_PERSYARATAN_.
Pilih setiap baris di bawah yang memuat kata "shirt", lalu salin baris-baris itu. Huruf besar dan kecil dibedakan.

_DAFTAR BARIS_.
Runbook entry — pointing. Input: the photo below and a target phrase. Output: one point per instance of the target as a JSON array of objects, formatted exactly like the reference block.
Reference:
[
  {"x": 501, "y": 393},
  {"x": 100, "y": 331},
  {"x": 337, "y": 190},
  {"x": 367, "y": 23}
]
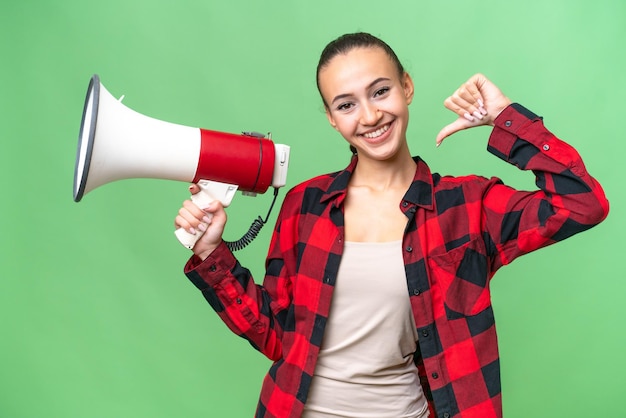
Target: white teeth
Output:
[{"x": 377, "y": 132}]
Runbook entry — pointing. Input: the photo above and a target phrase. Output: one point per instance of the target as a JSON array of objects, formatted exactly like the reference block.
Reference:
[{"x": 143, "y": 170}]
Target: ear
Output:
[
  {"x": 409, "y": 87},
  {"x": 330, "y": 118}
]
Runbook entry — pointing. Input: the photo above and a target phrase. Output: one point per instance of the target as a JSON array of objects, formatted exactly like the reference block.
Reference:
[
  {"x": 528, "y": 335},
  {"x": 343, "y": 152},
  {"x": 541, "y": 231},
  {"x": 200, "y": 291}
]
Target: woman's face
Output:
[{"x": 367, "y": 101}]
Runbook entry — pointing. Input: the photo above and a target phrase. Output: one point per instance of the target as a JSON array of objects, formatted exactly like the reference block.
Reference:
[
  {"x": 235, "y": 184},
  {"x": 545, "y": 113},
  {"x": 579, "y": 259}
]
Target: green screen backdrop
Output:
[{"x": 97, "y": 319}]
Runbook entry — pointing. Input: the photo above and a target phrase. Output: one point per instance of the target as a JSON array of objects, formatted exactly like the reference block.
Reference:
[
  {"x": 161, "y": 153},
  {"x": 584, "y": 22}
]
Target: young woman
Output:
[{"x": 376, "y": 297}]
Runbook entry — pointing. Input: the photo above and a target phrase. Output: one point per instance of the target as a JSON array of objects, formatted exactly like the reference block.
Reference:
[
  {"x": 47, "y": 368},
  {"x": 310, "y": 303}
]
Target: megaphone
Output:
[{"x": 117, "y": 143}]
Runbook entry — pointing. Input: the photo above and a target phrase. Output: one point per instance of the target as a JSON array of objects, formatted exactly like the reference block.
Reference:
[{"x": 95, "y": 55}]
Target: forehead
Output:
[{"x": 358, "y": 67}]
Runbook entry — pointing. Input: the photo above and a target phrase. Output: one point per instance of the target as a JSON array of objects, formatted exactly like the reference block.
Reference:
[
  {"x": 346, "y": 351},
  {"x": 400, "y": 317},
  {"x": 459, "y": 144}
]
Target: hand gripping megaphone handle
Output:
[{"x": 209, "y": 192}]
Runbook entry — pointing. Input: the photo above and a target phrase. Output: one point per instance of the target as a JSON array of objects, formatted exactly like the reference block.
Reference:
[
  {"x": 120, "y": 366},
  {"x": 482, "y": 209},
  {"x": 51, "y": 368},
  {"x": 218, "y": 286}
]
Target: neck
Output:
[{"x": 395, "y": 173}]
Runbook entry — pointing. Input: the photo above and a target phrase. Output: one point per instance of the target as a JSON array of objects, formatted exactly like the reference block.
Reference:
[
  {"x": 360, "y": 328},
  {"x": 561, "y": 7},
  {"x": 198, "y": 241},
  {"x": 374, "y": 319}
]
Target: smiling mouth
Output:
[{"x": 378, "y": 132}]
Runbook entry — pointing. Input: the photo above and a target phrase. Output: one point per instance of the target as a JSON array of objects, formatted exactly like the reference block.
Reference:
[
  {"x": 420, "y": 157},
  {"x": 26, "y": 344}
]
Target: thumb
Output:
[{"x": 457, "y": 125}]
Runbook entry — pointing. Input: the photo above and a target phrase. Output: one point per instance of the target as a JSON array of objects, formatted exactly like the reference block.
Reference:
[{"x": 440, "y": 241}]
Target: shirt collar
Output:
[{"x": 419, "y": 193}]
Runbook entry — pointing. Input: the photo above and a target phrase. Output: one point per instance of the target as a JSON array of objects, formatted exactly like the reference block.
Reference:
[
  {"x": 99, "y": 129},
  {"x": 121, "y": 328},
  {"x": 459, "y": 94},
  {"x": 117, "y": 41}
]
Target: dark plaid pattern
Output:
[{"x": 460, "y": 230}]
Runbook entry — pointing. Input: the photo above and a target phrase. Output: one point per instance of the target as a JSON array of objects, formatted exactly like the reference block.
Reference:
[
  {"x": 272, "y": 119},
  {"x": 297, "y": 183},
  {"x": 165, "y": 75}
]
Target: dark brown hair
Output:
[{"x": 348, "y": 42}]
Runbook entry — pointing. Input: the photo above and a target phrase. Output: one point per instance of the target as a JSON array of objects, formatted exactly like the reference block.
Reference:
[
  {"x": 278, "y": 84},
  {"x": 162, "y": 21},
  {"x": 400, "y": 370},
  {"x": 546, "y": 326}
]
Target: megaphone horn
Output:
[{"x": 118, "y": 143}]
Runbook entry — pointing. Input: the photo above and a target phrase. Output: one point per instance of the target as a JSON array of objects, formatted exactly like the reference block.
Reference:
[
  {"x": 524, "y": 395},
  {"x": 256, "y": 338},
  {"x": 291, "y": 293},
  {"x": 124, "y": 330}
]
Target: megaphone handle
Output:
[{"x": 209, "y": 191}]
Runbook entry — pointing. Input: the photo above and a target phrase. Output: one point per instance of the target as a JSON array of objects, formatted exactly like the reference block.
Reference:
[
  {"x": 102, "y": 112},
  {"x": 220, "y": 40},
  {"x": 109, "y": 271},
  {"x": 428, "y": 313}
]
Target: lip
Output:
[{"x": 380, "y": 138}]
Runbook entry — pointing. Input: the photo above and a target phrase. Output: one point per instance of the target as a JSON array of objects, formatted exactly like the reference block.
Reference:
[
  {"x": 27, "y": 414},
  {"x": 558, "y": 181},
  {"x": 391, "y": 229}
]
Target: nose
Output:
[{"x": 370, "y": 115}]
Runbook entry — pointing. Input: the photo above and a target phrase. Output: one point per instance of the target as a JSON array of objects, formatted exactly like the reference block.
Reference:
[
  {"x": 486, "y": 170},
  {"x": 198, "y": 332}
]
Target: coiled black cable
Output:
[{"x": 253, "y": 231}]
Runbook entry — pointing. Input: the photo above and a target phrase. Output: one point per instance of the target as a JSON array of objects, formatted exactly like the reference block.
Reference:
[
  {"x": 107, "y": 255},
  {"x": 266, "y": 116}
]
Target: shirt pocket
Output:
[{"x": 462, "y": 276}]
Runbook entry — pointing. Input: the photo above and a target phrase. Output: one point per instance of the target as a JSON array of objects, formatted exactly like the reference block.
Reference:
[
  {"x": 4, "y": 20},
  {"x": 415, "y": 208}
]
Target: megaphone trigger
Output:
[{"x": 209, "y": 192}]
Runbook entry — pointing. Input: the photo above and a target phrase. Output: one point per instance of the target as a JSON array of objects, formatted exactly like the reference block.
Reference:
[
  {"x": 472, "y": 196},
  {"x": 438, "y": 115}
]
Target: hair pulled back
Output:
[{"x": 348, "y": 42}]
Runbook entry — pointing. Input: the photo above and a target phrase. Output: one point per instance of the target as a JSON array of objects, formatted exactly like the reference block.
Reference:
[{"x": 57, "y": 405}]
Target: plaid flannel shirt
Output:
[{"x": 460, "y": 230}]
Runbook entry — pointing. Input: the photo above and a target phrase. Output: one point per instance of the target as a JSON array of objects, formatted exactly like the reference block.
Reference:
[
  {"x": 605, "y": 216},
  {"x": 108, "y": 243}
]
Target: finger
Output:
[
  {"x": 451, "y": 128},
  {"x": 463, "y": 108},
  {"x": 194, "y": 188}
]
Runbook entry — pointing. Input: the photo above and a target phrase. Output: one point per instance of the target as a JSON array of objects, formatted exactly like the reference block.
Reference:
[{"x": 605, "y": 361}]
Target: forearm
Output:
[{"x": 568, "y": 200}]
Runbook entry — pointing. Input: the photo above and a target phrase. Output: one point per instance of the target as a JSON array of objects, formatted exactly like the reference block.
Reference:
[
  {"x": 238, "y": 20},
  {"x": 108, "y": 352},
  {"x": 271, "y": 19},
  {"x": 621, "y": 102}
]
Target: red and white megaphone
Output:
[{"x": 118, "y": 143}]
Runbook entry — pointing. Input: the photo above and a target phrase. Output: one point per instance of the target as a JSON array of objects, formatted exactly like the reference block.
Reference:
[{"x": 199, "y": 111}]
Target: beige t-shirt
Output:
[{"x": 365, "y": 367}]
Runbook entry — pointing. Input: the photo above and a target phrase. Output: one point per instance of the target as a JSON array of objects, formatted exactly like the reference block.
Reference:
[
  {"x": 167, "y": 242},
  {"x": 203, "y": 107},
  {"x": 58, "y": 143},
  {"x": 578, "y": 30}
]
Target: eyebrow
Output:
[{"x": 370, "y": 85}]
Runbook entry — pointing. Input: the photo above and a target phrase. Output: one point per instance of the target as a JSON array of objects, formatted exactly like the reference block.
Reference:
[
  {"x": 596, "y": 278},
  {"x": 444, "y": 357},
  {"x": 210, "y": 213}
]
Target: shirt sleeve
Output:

_PENYELESAIAN TUGAS_.
Target: shirt collar
Target: shirt pocket
Target: plaid flannel shirt
Target: beige t-shirt
Target: shirt sleeve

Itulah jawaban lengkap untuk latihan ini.